-- Task --
Return the entries below in their exact form, leaving the pictures out.

-- Given records --
□ □ □ □ □

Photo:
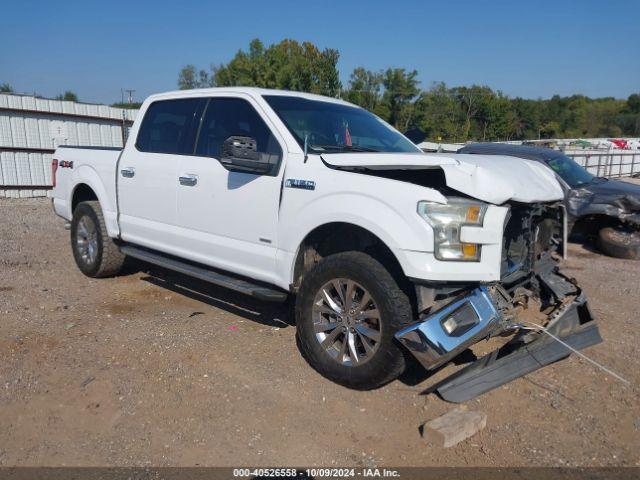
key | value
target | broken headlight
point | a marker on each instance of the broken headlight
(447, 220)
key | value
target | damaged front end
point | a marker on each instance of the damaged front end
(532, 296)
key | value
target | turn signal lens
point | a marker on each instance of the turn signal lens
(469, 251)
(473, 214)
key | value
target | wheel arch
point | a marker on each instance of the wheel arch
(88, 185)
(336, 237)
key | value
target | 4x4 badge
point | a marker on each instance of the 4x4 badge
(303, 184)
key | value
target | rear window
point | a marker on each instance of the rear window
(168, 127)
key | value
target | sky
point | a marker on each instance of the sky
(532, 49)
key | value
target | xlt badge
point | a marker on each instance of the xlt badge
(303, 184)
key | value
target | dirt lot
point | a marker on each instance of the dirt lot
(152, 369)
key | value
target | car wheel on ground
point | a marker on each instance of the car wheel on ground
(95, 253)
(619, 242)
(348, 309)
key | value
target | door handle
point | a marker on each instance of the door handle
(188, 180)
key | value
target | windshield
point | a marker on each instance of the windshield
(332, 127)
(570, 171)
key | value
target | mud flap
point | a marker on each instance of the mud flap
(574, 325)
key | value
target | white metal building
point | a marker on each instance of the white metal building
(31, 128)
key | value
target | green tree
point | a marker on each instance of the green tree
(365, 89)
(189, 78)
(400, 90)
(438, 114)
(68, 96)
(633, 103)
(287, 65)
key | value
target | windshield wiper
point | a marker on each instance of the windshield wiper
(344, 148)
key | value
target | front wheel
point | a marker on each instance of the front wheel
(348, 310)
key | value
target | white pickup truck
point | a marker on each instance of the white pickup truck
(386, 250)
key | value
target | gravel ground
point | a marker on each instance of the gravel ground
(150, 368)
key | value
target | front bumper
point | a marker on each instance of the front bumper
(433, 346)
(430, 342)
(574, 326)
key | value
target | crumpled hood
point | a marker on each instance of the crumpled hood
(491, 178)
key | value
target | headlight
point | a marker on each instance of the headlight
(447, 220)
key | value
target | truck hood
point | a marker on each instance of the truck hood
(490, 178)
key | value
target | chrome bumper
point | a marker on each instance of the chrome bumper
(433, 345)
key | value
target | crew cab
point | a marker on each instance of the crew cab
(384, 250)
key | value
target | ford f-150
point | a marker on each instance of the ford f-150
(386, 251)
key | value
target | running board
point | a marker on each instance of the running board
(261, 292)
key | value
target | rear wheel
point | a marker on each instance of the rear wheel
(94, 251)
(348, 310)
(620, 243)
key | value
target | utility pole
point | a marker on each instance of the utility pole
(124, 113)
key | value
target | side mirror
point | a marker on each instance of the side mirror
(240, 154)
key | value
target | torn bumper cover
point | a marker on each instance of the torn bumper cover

□ □ □ □ □

-- Result of the task --
Photo:
key | value
target | broken headlight
point | a marker on each instance of the broken headlight
(447, 220)
key | value
target | damaged front end
point | a marker on each instance of the damaged front end
(532, 296)
key | value
target | turn signal lens
point | a marker on each instance of the turn signal lens
(469, 251)
(473, 214)
key | value
target | wheel arch
point | a marker on each instance of the wheel arch
(88, 185)
(336, 237)
key | value
target | 4x4 badge
point | a marker on each instance of the 4x4 badge
(303, 184)
key | value
target | rear window
point | a marker on each instance of the rear window
(168, 127)
key | value
target | sky
point | a marker on each instance of the sky
(532, 49)
key | value
target | xlt badge
point | a marker on each instance of the xlt badge
(303, 184)
key | value
target | dirt lot
point | a marker on each instance of the dirt lot
(152, 369)
key | value
target | car wheel on ground
point | a marker on each instance of the car wheel on ground
(95, 253)
(619, 242)
(348, 309)
key | value
target | door handle
point | a marker on each instance of the door handle
(188, 180)
key | value
target | windshield
point | a marker on each instance of the windshield
(332, 127)
(570, 171)
key | value
target | mud flap
point | a marker on each instance of the mud flap
(574, 325)
key | value
target | white metal building
point | a marker on each instance of the white metal building
(31, 128)
key | value
target | green tree
point | a marker on each instance of the green tree
(365, 89)
(189, 78)
(400, 90)
(438, 114)
(68, 96)
(633, 103)
(287, 65)
key | value
target | windshield wiper
point | a marker on each instance of the windshield wiper
(344, 148)
key | value
target | front wheel
point | a marker on each instance of the front wheel
(348, 310)
key | value
target | white pickup truck
point | a marker on each instance of the white pickup truck
(386, 250)
key | value
target | gravel ground
point | a marker on each instance of the gravel ground
(150, 368)
key | value
target | front bumper
point | a marker on each instance of the front bumper
(433, 346)
(430, 342)
(574, 326)
key | value
target | crumpled hood
point | a marker on each instance of the crumpled hood
(491, 178)
key | value
target | headlight
point | a marker on each instance of the headlight
(447, 220)
key | value
target | truck hood
point | a marker on each instance of the truck hood
(490, 178)
key | value
target | chrome bumper
point | a marker on each instance of the chrome bumper
(433, 345)
key | value
target | crew cab
point | a marker on each instance of the crew cab
(384, 250)
key | value
target | ford f-150
point | a marker on each instance of the ford f-150
(386, 251)
key | value
target | running board
point | a marker on each instance of the running board
(261, 292)
key | value
target | rear wheel
point | a marker on each instance of the rear wheel
(94, 251)
(348, 310)
(620, 243)
key | value
target | utility pole
point | a marker on each instance of the utility pole
(124, 113)
key | value
target | side mirror
point | a marker on each instance of the side mirror
(240, 154)
key | value
target | torn bumper cover
point | a marker on each instance of the torn bumper cover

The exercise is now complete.